◆ **Work instruction**:
From the data that follows, print exactly the lines starting at the one containing "find | wooden post" and ending at the one containing "find | water reflection"; include both of them and nothing more.

Natural language region descriptions

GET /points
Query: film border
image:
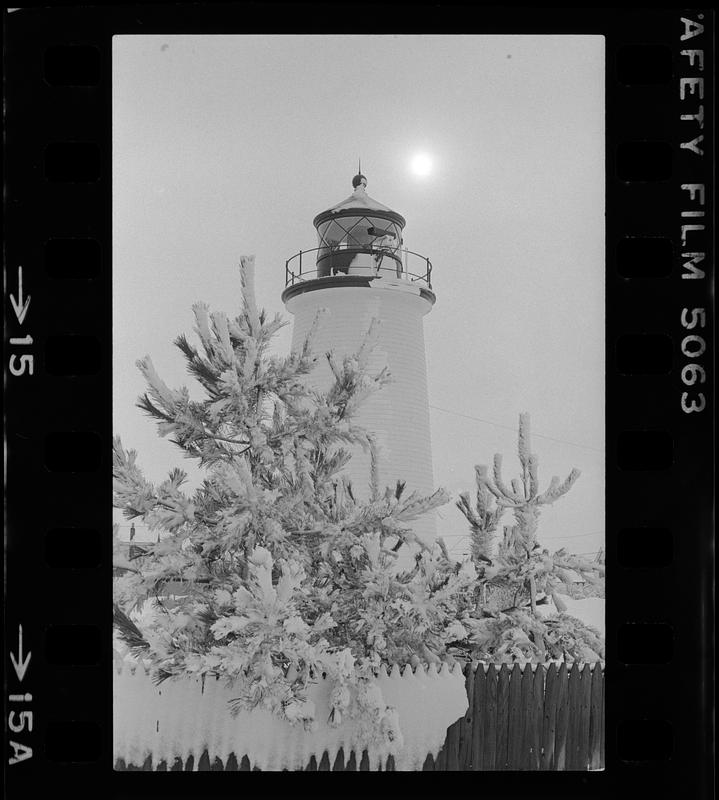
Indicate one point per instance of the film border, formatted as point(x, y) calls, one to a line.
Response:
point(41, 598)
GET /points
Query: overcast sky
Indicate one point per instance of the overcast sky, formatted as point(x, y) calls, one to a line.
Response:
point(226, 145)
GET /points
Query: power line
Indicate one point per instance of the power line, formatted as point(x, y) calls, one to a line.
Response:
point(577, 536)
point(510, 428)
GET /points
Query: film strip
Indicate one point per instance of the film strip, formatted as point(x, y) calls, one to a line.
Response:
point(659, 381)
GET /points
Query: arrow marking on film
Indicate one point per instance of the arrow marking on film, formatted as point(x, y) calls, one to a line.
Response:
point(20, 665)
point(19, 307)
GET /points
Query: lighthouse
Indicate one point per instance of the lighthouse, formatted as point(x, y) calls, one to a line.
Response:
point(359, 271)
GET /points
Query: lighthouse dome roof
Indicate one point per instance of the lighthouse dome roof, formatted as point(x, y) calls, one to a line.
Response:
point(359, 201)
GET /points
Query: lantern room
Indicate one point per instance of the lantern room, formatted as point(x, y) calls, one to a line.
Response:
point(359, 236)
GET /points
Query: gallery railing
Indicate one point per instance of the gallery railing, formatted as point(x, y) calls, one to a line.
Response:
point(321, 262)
--
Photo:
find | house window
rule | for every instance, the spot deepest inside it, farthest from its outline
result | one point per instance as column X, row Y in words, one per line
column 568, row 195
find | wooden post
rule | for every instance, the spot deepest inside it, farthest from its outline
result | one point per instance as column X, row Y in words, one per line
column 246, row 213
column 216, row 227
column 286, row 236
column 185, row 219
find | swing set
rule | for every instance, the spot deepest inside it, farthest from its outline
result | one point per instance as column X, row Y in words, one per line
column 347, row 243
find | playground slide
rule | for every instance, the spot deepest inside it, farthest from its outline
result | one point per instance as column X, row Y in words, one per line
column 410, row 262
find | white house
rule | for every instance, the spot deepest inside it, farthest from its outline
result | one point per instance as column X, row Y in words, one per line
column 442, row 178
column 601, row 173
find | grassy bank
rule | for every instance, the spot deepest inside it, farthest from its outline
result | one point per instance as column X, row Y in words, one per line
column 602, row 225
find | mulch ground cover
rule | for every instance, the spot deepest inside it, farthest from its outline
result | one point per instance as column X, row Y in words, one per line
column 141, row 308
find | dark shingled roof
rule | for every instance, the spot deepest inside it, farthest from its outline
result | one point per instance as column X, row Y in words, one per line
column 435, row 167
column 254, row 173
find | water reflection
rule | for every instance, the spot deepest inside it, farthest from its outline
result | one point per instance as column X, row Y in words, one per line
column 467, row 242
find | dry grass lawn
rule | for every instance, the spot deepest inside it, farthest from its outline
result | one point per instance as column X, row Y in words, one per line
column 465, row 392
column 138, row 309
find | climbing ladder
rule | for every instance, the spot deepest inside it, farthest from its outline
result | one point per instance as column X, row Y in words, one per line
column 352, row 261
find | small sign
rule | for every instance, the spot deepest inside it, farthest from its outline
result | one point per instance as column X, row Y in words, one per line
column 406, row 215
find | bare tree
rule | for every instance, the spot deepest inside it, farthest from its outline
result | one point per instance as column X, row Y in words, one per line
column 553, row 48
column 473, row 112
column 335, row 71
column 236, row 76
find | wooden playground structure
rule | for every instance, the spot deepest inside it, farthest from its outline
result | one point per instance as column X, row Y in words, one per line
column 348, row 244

◆ **Exercise answer**:
find | wooden post
rule | for every instance, the spot deepest inside it, farthest from its outline
result | one point per instance as column X, row Y in words, one per line
column 246, row 213
column 216, row 227
column 286, row 236
column 185, row 219
find | swing set
rule | for every instance, the spot deepest inside it, farthest from its outline
result | one point per instance as column X, row Y in words, one per line
column 347, row 243
find | playground slide
rule | for every instance, the spot deepest inside it, farthest from its outline
result | one point per instance as column X, row Y in words, one per line
column 410, row 262
find | white house
rule | for every instance, the spot deepest inside it, farthest from its outline
result | one point per instance as column X, row Y in words, one per line
column 442, row 178
column 601, row 173
find | grassy bank
rule | for every instance, the spot deepest inside it, farthest from its outline
result | one point per instance as column X, row Y in words, one per line
column 602, row 225
find | mulch ground cover
rule | for every instance, the spot deepest inside it, farthest from its outline
result | one point per instance as column X, row Y in words, one per line
column 141, row 308
find | dark shingled roof
rule | for every instance, the spot deepest inside it, farthest from its outline
result | one point per instance as column X, row Y in words, one per line
column 435, row 167
column 254, row 173
find | water reflection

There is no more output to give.